▶ [Extracted text]:
Mango (Mangifera indica L.) is a highly popu-lar tropical fruit and important agricultural commodity in the global market. Because of its exquisite taste, pleasant fragrance, and nutritional value, it is termed the ‘King of Fruits’ (Tharanathan et al. 2006). There are more than a thousand cultivars (= varieties) of mango (Mukherjee 1953) of which only around 30 are commercially important and dominate mango plantations worldwide (Galán-Saúco 2009). ‘Ataulfo’ is a yellow-fruited cultivar, perhaps the most popular mango from Mexico among consumers. It was discovered serendipitously, growing freely at Tapachula, Chiapas, at the end of the 1950’s (Magallanes-Cedeño 2004; Infante et al. 2011). Due to its wide acceptance in local and international markets, the popularity of this cultivar has increased rapidly over the last few years.

‘Ataulfo’ mango is considered the best agricultural option for farmers along the Pacific Coast; namely, the Soconusco region (Gehrke 2008). At present, there are about 18,000 ha planted with this cultivar (Magallanes-Cedeño 2004). In recent years, a complex of thrips has drawn the attention of growers because they appear in large numbers in mango blossoms. The complex consists of 7 species in the genus Frankliniella, with Frankliniella invasor Sakimura being the dominant species. Over 600 adults plus immature stages of F. invasor were found in a single mango inflorescence (Rocha et al. 2012). Although the pest status of F. invasor has not been established, these large numbers of thrips are associated with a gradual decline of mango yields from 15 to 4 tons per ha (Gehrke 2008).

According to Sakimura (1972), F. invasor is native to the Caribbean-Central American region, and it was first reported feeding on mango in Hawaii. Adults feed and reproduce on mango inflorescences, and insecticides are sprayed on a regular schedule during flowering to reduce thrips numbers (Rocha et al. 2012). However, there are no studies to document the toxicity of various insecticides on this species and the benefits of chemical insecticides are unknown. The objective of these experiments was to determine the toxicity of 4 insecticides (spinosad, α-cypermethrin, imidacloprid and malathion) that are currently recommended and used in mango orchards against the flower thrips F. invasor. We determined and compared the median lethal concentrations (LC₅₀) of these insecticides on the adult stage of F. invasor under laboratory conditions.

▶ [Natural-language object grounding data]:
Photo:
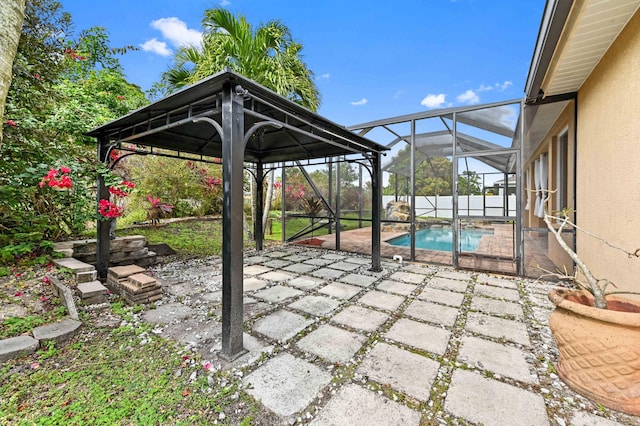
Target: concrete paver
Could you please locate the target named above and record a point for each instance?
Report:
(360, 318)
(403, 289)
(359, 280)
(286, 384)
(58, 331)
(355, 406)
(276, 263)
(278, 293)
(276, 276)
(15, 347)
(305, 282)
(388, 364)
(490, 402)
(381, 300)
(344, 266)
(432, 312)
(448, 284)
(166, 313)
(407, 277)
(340, 290)
(497, 307)
(500, 359)
(252, 284)
(315, 305)
(444, 297)
(281, 325)
(419, 335)
(299, 268)
(255, 270)
(363, 312)
(332, 343)
(327, 273)
(497, 292)
(454, 275)
(497, 327)
(496, 281)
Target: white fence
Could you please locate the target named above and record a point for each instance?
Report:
(468, 205)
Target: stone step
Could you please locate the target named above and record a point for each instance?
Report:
(119, 272)
(16, 347)
(84, 277)
(142, 280)
(57, 332)
(90, 289)
(74, 264)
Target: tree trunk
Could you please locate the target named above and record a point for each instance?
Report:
(267, 201)
(11, 18)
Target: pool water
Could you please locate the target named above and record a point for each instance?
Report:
(441, 239)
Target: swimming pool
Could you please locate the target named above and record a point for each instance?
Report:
(441, 239)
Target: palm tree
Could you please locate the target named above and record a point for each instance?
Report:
(11, 17)
(267, 54)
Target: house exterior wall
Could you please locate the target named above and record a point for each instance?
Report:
(565, 122)
(608, 169)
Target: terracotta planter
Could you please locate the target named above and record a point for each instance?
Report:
(599, 348)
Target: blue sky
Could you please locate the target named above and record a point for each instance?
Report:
(372, 59)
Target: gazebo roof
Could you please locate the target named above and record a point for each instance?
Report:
(295, 134)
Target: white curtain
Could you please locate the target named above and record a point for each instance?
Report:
(527, 179)
(536, 177)
(544, 176)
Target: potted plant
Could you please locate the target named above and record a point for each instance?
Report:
(597, 333)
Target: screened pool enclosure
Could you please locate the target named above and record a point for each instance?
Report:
(451, 186)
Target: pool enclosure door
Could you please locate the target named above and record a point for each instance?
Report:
(487, 210)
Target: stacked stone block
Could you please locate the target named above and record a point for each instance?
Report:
(122, 251)
(133, 284)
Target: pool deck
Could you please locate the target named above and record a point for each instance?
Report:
(494, 253)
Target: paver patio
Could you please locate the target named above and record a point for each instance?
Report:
(356, 347)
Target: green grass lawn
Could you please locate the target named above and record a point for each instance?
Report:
(125, 375)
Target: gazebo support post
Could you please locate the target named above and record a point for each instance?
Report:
(257, 226)
(232, 211)
(376, 211)
(103, 243)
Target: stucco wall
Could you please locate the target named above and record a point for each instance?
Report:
(608, 169)
(548, 146)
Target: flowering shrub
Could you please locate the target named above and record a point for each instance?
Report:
(157, 209)
(57, 178)
(109, 210)
(123, 189)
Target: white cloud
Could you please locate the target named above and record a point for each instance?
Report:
(504, 85)
(434, 101)
(468, 97)
(484, 88)
(176, 32)
(157, 47)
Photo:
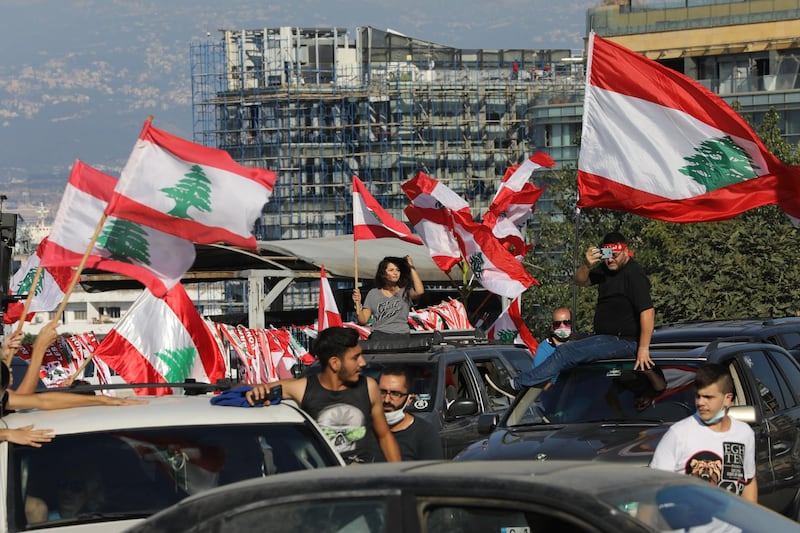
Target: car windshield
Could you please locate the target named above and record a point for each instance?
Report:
(610, 391)
(691, 507)
(423, 381)
(135, 473)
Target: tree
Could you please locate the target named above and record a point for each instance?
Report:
(194, 190)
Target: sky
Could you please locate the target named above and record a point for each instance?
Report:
(79, 77)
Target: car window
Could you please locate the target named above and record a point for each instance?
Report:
(467, 518)
(139, 472)
(424, 381)
(789, 376)
(334, 515)
(610, 391)
(768, 388)
(694, 508)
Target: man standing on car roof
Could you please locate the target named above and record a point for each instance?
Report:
(346, 404)
(710, 444)
(623, 318)
(417, 438)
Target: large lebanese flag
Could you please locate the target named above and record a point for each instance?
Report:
(158, 260)
(49, 291)
(495, 268)
(509, 327)
(660, 145)
(328, 312)
(194, 192)
(162, 341)
(434, 227)
(371, 221)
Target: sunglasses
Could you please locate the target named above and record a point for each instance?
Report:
(394, 394)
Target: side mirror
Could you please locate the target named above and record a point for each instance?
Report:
(745, 413)
(487, 422)
(460, 408)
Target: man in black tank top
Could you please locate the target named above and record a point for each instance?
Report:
(346, 404)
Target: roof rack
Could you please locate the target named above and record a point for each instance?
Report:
(424, 341)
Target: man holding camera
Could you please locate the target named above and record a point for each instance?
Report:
(624, 316)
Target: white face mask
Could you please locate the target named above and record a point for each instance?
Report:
(563, 333)
(717, 417)
(395, 417)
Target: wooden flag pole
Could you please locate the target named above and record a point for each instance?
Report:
(79, 269)
(29, 299)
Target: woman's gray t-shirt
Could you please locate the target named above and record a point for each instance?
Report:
(390, 312)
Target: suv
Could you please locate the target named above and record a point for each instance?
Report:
(602, 411)
(784, 332)
(110, 467)
(456, 377)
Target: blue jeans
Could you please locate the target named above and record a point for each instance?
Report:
(572, 353)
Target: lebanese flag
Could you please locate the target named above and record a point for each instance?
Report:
(509, 328)
(191, 191)
(328, 312)
(660, 145)
(426, 192)
(158, 260)
(49, 291)
(434, 227)
(162, 340)
(494, 267)
(517, 176)
(371, 221)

▶ [Try it]: Reproduce the complete passage above on thrips in 'Ataulfo' mango, word for word.

▶ [Response for this exercise]:
Mango (Mangifera indica L.) is a highly popu-lar tropical fruit and important agricultural commodity in the global market. Because of its exquisite taste, pleasant fragrance, and nutritional value, it is termed the ‘King of Fruits’ (Tharanathan et al. 2006). There are more than a thousand cultivars (= varieties) of mango (Mukherjee 1953) of which only around 30 are commercially important and dominate mango plantations worldwide (Galán-Saúco 2009). ‘Ataulfo’ is a yellow-fruited cultivar, perhaps the most popular mango from Mexico among consumers. It was discovered serendipitously, growing freely at Tapachula, Chiapas, at the end of the 1950’s (Magallanes-Cedeño 2004; Infante et al. 2011). Due to its wide acceptance in local and international markets, the popularity of this cultivar has increased rapidly over the last few years.

‘Ataulfo’ mango is considered the best agricultural option for farmers along the Pacific Coast; namely, the Soconusco region (Gehrke 2008). At present, there are about 18,000 ha planted with this cultivar (Magallanes-Cedeño 2004). In recent years, a complex of thrips has drawn the attention of growers because they appear in large numbers in mango blossoms. The complex consists of 7 species in the genus Frankliniella, with Frankliniella invasor Sakimura being the dominant species. Over 600 adults plus immature stages of F. invasor were found in a single mango inflorescence (Rocha et al. 2012). Although the pest status of F. invasor has not been established, these large numbers of thrips are associated with a gradual decline of mango yields from 15 to 4 tons per ha (Gehrke 2008).

According to Sakimura (1972), F. invasor is native to the Caribbean-Central American region, and it was first reported feeding on mango in Hawaii. Adults feed and reproduce on mango inflorescences, and insecticides are sprayed on a regular schedule during flowering to reduce thrips numbers (Rocha et al. 2012). However, there are no studies to document the toxicity of various insecticides on this species and the benefits of chemical insecticides are unknown. The objective of these experiments was to determine the toxicity of 4 insecticides (spinosad, α-cypermethrin, imidacloprid and malathion) that are currently recommended and used in mango orchards against the flower thrips F. invasor. We determined and compared the median lethal concentrations (LC₅₀) of these insecticides on the adult stage of F. invasor under laboratory conditions.